▶ [What is required]: Collect every line of the listing below that contains the word "road", treating uppercase and lowercase as different.

▶ [Given information]:
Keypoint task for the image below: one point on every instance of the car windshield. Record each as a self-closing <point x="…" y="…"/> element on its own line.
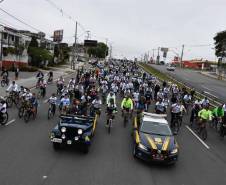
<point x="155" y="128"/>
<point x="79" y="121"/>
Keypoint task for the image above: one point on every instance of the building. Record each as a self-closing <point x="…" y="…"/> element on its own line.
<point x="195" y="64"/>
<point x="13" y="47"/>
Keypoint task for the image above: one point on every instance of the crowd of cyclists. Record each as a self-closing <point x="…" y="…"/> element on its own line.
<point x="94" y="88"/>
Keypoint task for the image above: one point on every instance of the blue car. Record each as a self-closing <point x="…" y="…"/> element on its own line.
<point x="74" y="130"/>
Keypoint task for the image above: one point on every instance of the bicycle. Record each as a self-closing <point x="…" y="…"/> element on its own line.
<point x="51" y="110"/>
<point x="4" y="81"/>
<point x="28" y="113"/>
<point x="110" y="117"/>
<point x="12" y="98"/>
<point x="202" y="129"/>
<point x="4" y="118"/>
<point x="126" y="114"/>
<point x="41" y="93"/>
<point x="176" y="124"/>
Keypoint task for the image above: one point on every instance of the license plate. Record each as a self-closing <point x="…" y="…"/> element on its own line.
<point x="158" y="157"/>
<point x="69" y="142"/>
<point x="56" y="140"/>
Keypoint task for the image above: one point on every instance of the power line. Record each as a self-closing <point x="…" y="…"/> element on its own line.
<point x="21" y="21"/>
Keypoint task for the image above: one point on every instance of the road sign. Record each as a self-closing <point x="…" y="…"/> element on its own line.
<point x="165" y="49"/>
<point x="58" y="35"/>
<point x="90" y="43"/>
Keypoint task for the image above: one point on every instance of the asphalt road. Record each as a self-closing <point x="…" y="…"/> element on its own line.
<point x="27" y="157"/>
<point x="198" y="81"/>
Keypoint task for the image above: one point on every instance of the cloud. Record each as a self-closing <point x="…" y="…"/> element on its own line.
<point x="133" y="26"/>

* * *

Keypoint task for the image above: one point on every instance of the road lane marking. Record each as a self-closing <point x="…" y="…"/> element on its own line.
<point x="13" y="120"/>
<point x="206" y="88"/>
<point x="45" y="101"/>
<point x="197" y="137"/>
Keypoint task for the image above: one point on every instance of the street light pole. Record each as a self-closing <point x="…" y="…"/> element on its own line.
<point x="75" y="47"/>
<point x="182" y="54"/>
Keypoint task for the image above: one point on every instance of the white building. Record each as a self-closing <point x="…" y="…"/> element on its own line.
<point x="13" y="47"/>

▶ [The completed task]:
Keypoint task for the image above: one point on every instance of the road sign. Record each as a self-closing <point x="…" y="…"/> element on its own line.
Keypoint task for the image above: one point on every instance of the asphalt road. Record each as a self-closing <point x="…" y="…"/> element on its own line.
Keypoint task for the image above: one point on every instance of the road lane marking. Record each as a self-closing <point x="…" y="…"/> element on its own line.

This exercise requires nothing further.